Work item – Leaving out every line that comes before the one containing "Expected: for every instance of the man's hand, one", output the rest of the records exactly, the final line included.

Dataset content: Begin

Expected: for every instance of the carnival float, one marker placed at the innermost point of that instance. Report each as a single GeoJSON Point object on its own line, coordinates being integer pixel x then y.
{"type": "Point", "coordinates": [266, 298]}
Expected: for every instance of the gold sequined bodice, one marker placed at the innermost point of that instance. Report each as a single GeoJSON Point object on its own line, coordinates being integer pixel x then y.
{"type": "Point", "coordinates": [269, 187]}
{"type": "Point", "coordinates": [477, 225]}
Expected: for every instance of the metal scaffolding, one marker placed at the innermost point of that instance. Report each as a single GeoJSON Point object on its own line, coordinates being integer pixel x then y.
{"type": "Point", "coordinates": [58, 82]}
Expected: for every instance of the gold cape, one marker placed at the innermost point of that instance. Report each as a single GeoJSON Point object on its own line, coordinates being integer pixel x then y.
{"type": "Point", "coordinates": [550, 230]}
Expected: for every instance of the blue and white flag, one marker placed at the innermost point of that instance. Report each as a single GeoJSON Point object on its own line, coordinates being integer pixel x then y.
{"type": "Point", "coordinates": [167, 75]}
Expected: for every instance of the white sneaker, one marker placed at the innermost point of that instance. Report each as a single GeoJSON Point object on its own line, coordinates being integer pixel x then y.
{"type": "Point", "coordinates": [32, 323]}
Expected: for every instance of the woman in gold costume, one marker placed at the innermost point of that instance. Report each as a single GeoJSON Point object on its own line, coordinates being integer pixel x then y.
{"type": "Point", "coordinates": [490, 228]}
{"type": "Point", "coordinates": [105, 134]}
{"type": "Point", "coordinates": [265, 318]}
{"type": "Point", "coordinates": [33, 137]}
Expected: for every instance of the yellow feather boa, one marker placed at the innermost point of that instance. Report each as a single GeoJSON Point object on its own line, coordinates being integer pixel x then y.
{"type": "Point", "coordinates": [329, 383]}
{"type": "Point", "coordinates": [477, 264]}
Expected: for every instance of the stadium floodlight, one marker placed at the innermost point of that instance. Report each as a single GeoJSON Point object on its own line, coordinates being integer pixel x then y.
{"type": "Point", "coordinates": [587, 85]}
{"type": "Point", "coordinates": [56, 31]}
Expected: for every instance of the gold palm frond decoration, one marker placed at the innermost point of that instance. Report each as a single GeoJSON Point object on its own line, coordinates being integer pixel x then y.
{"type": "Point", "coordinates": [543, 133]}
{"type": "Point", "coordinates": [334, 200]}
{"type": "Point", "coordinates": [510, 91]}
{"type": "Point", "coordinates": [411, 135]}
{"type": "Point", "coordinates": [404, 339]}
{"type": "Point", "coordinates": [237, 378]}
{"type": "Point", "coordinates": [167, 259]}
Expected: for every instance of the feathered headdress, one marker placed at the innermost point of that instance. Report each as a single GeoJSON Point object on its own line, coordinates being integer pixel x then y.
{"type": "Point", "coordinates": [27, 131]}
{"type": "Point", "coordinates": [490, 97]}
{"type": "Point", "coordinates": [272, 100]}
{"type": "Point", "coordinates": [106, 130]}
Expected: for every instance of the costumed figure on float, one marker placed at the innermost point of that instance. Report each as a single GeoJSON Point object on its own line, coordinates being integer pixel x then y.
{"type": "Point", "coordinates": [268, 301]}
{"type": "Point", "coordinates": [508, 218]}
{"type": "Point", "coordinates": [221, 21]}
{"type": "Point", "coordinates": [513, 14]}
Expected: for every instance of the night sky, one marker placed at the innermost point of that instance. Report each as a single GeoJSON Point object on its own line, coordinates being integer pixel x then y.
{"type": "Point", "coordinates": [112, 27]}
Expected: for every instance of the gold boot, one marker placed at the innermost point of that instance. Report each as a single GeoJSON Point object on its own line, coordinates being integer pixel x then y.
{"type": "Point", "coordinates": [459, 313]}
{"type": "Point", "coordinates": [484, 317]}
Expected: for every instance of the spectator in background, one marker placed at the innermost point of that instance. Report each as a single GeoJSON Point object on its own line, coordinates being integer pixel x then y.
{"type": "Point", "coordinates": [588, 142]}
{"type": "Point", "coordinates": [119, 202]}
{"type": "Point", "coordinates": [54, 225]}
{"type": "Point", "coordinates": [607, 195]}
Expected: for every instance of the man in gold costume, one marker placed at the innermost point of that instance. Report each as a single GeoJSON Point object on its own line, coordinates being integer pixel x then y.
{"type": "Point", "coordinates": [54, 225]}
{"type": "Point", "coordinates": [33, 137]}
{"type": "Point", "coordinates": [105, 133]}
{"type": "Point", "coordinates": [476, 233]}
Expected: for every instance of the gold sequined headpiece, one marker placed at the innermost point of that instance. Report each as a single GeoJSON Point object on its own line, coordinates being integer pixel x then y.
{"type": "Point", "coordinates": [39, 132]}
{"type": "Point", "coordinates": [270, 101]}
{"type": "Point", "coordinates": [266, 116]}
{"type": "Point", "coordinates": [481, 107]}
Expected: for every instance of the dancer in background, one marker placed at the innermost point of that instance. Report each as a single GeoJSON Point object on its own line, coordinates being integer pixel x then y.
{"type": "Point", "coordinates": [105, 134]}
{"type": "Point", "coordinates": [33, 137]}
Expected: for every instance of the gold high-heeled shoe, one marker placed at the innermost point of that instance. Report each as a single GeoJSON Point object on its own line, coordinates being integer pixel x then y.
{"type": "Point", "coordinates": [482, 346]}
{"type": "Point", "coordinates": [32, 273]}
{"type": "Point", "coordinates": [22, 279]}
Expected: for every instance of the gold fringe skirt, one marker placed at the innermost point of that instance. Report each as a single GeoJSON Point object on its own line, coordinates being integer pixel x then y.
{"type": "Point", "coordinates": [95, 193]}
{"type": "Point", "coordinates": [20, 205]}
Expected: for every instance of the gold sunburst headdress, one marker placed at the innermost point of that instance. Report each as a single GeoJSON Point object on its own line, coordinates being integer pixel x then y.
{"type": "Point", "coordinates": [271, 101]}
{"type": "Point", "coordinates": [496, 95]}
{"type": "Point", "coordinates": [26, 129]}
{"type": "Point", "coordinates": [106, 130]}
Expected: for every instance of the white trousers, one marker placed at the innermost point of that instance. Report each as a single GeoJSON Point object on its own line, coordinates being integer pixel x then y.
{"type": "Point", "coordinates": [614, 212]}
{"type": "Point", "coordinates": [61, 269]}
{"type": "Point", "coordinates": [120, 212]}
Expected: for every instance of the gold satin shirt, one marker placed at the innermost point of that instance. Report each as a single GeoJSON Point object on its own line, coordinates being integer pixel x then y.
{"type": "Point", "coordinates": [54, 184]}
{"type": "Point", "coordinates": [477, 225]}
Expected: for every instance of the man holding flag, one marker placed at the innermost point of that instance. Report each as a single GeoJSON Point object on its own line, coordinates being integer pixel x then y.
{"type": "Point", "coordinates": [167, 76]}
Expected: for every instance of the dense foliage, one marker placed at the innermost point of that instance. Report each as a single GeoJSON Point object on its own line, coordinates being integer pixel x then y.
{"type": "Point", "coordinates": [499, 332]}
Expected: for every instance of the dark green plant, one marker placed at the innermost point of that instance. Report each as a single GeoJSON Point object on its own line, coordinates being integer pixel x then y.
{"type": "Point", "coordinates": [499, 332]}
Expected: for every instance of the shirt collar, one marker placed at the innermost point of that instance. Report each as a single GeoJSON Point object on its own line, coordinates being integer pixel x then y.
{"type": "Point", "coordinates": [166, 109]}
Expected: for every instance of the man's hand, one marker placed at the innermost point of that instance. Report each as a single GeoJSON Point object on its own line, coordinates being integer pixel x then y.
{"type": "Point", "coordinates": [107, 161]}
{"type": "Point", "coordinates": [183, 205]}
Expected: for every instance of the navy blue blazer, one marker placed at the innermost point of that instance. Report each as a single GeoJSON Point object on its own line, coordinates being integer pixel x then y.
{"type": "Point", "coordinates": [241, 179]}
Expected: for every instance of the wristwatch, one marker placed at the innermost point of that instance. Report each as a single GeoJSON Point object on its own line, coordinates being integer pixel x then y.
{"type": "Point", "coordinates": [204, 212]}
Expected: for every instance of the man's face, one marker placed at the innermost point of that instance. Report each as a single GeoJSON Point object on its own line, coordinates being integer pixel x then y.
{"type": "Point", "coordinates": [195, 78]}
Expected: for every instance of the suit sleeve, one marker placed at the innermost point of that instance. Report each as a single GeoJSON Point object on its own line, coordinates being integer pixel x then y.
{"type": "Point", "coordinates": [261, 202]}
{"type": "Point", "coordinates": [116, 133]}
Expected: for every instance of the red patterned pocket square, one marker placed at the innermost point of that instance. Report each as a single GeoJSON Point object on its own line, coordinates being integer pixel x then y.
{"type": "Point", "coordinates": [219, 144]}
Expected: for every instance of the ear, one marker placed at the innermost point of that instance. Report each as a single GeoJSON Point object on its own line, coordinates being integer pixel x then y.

Dataset content: End

Exercise result –
Expected: for every instance of the man's hand, one marker placed at the innermost point of that instance. Report each as a single GeoJSON Point object on its own line, coordinates being integer pixel x then y.
{"type": "Point", "coordinates": [107, 161]}
{"type": "Point", "coordinates": [183, 205]}
Expected: for every instance of the navy blue blazer, one marker placed at the innermost point of that instance. Report each as a single GeoJSON Point object on its own line, coordinates being integer pixel x then y.
{"type": "Point", "coordinates": [241, 179]}
Expected: for every instance of the wristwatch, one marker placed at the innermost point of that instance. Report each as a single GeoJSON Point object on its own line, coordinates being integer pixel x then y.
{"type": "Point", "coordinates": [204, 212]}
Expected: for every instance of the man's face, one marker placed at the innermost point of that instance. Report each as a single GeoJSON Point object on its own line, coordinates being integer pixel x then y.
{"type": "Point", "coordinates": [195, 78]}
Expected: for every instance of the suit sleeve, one marker placed at the innermost point of that instance. Report each as a single GeoJSON Point object on its own line, coordinates being integer pixel x then y.
{"type": "Point", "coordinates": [261, 202]}
{"type": "Point", "coordinates": [116, 133]}
Expected: for every instance of the red patterned pocket square, one marker placed at the innermost point of that instance. Report each as a single GeoJSON Point object on its own line, coordinates being integer pixel x then y.
{"type": "Point", "coordinates": [219, 144]}
Expected: for every instance of the ear, one marker placed at the innermost point of that instance. Report each as a single GeoJSON Point object on its own line, coordinates being integer pixel x then y.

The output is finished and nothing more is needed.